## GOAL OF THE EXERCISE
Gather every line in the entries below that contains the string "handbag", and copy each such line unchanged.

-- BEGIN --

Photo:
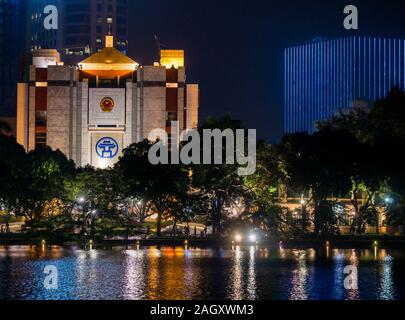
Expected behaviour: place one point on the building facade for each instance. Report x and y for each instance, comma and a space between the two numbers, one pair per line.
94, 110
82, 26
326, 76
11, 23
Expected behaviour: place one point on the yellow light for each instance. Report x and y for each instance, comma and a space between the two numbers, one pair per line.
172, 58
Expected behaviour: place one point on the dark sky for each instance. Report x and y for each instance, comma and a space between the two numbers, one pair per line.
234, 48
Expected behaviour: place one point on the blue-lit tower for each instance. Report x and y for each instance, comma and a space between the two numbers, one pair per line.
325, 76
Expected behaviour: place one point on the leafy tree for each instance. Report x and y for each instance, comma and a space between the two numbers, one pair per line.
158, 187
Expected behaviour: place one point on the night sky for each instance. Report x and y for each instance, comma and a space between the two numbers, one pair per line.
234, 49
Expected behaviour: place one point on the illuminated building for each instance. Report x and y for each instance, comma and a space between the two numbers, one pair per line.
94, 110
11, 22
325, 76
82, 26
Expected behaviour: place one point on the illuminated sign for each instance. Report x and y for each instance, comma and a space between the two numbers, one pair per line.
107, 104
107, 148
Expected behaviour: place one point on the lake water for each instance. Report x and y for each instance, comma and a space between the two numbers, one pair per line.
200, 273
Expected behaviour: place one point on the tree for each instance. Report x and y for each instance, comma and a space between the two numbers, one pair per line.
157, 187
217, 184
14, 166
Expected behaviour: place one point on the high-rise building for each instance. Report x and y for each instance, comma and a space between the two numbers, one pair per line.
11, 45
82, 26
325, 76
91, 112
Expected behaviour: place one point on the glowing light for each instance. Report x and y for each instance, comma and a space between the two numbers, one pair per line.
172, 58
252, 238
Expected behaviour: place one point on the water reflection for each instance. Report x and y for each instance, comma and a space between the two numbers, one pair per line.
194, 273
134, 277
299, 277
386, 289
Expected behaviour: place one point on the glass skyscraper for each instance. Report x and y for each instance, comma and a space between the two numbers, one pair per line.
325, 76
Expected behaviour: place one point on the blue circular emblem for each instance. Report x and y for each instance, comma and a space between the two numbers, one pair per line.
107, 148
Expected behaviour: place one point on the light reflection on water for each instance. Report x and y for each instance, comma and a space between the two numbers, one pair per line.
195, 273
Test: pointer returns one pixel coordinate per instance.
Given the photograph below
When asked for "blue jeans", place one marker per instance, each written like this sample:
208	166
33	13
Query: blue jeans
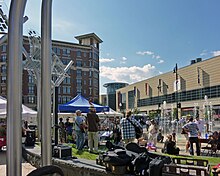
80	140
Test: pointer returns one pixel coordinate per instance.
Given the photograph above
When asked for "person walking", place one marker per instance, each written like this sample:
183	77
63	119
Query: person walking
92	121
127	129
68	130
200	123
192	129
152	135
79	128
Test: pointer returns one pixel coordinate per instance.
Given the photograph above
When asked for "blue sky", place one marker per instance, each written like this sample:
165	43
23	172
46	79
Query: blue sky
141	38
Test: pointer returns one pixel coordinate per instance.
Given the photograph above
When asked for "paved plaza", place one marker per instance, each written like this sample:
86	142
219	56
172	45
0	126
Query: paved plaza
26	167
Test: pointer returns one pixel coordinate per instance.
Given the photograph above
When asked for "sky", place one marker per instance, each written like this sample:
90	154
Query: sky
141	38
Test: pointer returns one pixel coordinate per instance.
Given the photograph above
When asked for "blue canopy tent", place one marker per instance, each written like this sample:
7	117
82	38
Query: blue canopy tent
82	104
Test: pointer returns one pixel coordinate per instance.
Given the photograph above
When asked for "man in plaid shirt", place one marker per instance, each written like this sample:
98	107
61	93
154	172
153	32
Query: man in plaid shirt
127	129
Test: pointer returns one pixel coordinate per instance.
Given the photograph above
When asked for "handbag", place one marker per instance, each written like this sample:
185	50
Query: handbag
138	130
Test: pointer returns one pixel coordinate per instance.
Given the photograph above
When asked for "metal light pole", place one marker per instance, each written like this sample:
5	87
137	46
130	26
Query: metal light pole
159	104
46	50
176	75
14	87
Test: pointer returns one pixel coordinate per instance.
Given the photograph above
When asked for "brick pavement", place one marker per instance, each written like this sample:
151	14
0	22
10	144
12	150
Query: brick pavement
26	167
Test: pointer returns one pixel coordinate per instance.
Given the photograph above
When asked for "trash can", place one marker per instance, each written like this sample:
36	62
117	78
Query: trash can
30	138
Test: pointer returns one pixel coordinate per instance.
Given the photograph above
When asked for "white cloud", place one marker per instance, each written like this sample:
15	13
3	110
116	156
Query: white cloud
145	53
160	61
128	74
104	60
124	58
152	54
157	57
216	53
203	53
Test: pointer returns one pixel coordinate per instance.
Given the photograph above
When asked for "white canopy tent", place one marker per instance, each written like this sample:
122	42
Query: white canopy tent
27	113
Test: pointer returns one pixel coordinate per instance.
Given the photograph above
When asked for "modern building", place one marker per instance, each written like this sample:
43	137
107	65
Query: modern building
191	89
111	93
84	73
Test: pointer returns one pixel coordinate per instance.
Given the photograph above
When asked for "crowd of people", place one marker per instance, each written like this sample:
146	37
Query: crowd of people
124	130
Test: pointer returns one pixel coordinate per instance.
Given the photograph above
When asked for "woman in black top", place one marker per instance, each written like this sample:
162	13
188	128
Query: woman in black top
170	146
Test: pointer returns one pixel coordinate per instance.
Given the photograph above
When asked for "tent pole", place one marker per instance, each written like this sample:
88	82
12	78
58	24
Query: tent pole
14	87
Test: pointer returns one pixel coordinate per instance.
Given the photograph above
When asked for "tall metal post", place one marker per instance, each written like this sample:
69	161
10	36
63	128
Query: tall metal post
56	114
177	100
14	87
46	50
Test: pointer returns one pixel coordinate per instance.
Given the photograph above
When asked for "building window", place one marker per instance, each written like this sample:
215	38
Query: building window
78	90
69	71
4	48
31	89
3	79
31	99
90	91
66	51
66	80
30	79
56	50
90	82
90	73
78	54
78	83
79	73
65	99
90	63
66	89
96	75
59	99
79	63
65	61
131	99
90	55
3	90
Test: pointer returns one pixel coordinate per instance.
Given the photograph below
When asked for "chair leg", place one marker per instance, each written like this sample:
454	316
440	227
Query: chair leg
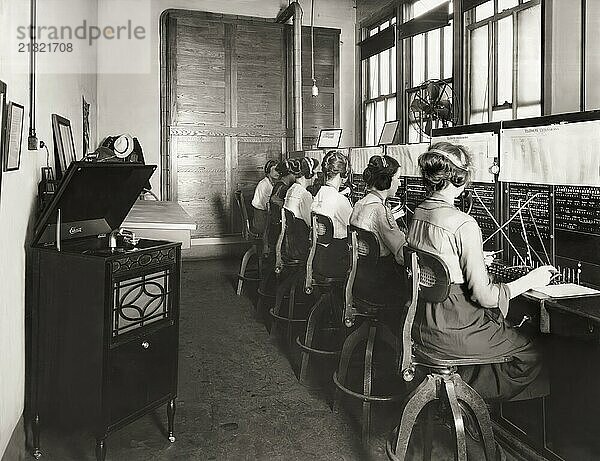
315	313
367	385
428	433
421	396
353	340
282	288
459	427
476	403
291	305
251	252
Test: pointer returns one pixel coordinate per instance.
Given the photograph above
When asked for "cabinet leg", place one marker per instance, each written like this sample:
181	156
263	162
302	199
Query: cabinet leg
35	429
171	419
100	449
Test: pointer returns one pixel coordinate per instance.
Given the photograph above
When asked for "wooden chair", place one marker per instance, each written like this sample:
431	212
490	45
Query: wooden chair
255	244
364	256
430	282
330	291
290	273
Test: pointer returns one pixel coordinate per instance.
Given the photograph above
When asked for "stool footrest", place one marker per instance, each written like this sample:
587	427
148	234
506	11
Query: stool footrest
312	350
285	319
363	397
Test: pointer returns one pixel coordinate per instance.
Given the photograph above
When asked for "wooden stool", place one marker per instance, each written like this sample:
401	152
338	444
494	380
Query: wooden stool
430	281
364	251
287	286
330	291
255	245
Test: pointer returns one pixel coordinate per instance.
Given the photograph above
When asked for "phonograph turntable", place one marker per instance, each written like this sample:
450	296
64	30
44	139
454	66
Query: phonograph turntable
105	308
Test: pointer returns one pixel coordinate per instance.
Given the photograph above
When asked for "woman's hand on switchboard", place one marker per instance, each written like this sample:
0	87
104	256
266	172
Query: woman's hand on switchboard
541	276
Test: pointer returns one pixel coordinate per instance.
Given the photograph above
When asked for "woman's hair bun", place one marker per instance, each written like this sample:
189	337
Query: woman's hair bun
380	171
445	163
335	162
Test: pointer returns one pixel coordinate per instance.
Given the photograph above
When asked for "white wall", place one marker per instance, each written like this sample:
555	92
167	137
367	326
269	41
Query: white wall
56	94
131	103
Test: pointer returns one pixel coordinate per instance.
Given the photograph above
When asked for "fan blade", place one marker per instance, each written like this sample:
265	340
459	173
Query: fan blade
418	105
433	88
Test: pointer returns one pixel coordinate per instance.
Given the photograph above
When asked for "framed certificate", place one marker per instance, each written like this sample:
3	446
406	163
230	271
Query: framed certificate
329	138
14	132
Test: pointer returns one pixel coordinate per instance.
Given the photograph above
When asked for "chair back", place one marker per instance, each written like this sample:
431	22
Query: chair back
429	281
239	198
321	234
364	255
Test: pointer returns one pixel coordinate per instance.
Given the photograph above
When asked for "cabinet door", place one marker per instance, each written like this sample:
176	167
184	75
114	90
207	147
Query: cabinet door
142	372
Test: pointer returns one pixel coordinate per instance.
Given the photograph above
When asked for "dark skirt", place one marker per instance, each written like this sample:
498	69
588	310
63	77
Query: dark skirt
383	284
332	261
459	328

-- END --

## RESPONSE TO THIS EXERCISE
When asked for "handbag", place one marker per instance, each written like this sample:
Query: handbag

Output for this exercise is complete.